━━ EXCERPT ━━
Can Nigeria survive the Saraki safari? By Emmanuel Uchenna Ugwu


Senate President Bukola Saraki and his company have done something to, ensure lightening never strikes the same place twice. They have killed that idiom!

On Wednesday, 20th October, 2015, Saraki reported at the Code of Conduct Tribunal Abuja in continuation of his trial for false declaration of assets and corrupt enrichment. He gloated and gloried with 80 Nigerian senators that formed his caravan.

It was the second time the chamber of the Senate of the Federal Republic of Nigeria would empty into the bowels of the Code of Conduct Tribunal, on the account of Saraki’s appearance.

What’s more, there is now a copper-bottomed guarantee that the loop of “senators” abandoning their day job to “escort” Saraki will repeat on November 5, 2015 and other subsequent days he will be required to show up at the Tribunal.

Initially, it had seemed that the Senate was going to open shop. On Tuesday 19th October, 2015, it adjourned the session dedicated to confirmation hearing of the ministerial nominees to “the next legislative day”. The entirety of the proceedings, including the adoption of the motion for adjournment that ended it, was broadcast live on national television.
━━━
GOAL OF THE EXERCISE: Can you quote the article on Saraki's tribunal appearance word for word, from "Senate President Bukola" to "of Saraki’s appearance."?
━━ INFORMATION SUPPLIED ━━
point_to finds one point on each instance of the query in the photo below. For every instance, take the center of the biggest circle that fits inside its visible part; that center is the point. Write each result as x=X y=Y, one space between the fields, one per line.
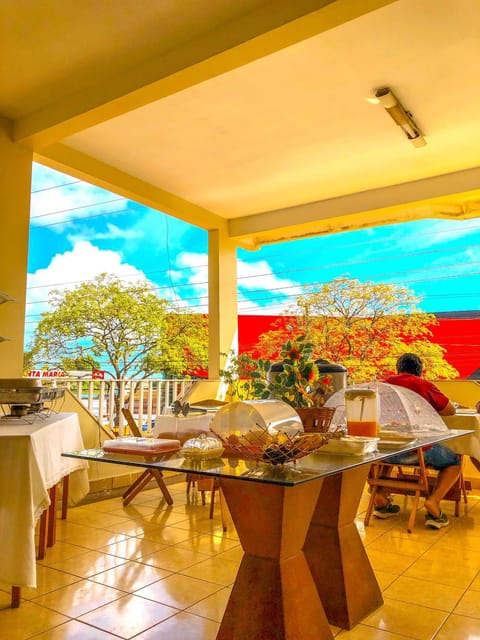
━━━
RESULT OF THE TASK:
Senate President Bukola Saraki and his company have done something to, ensure lightening never strikes the same place twice. They have killed that idiom!

On Wednesday, 20th October, 2015, Saraki reported at the Code of Conduct Tribunal Abuja in continuation of his trial for false declaration of assets and corrupt enrichment. He gloated and gloried with 80 Nigerian senators that formed his caravan.

It was the second time the chamber of the Senate of the Federal Republic of Nigeria would empty into the bowels of the Code of Conduct Tribunal, on the account of Saraki’s appearance.